What this exercise asks:
a: Print the part of the podcast passage on simple solutions that opens with the words containing "That’s what I" and closes with "little of both.".
b: Answer these questions about the podcast passage on simple solutions:
(i) What is the title of the No Stupid Questions episode mentioned?
(ii) In which country does Angela Duckworth think the interventions were tested?
(iii) What phrase does Duckworth call her favorite go-to?
c: Continue the podcast passage on simple solutions from its final sentence.

Selected excerpt:
=== Section Start ===
I was catching up on an episode of No Stupid Questions from a couple of months ago titled How Simple Is Too Simple?
That’s what I really wanted to talk about — this embrace of the “magic bullet” way of thinking about the world, because I see it kind of everywhere I look. A lot of the work that I do with Freakonomics Radio, — or at least what I try to do — is to cut against that, to show that, while there is a virtue to simplicity, the world is complex. Moreover, even if a simple solution works, it will probably fail to work forever.
Dubner’s quote here is true of many of the things they go in to discuss in the episode, cancer treatments, crime rates, poverty, and COVID. No one thing is going to solve any of these things. The search for the one thing also creates a lot of unnecessary divisiveness because it’s not a choice of your solution versus my solution; it’s likely to be a little of both.
Angela Duckworth gave an example:
These are economists, who were testing interventions in a relatively poor population. I think it was Liberia. And what I remember taking from that paper was that they were smart to actually not only ask the question “Which is better?” But they actually had a group that got both, so they could look to see the effect of having a combination of therapy and a small cash grant, and I believe that was the group that actually, in the long run, did the best. And so, it’s not “either/or.” You know, my favorite go-to is “both/and.” And “both/and” is not single-cause, right? “Both/and” says there’s a lot going on here.
=== Section End ===
Data section:
=== Section Start ===
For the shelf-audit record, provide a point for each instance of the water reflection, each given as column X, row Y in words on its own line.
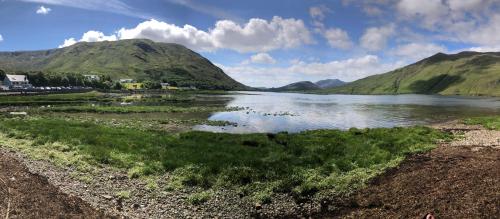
=== Section End ===
Written answers:
a:
That’s what I really wanted to talk about — this embrace of the “magic bullet” way of thinking about the world, because I see it kind of everywhere I look. A lot of the work that I do with Freakonomics Radio, — or at least what I try to do — is to cut against that, to show that, while there is a virtue to simplicity, the world is complex. Moreover, even if a simple solution works, it will probably fail to work forever.
Dubner’s quote here is true of many of the things they go in to discuss in the episode, cancer treatments, crime rates, poverty, and COVID. No one thing is going to solve any of these things. The search for the one thing also creates a lot of unnecessary divisiveness because it’s not a choice of your solution versus my solution; it’s likely to be a little of both.

b:
(i) How Simple Is Too Simple?
(ii) Liberia
(iii) "Both/and"

c:
As I read about the mental health field and interact with folks on these topics online, I see this more and more. Some articles and studies offer solutions for mental health issues. Everything from diet and gut bacteria to exercise, CDB, meditation, and so on. There’s a new “solution” to depression and anxiety every day online. The thing is, some of these will work for some people some of the time. Eating healthier and exercising will help you feel better generally. Will it solve every mental health issue out there? Of course not. Anyone claiming to have the secret to solving every case of depression or bipolar is lying. There is no magic bullet that will solve something as complex as the mental health of millions of people around the world. As Angela says about poverty, “there’s a lot going on here.”
Mental health is complicated. The solution to one individual case is complicated. The solution to the lack of resources is complicated. Telling people to get more exercise, let alone selling them the diet and workout that will solve all their mental health issues, is a fraud, isn’t it? Saying that we simply need to give everyone free therapy without addressing the serious shortage of therapists is as well.
Anyone who suggests there is a simple solution to the mental health problem facing us as a country and the world is not to be taken seriously.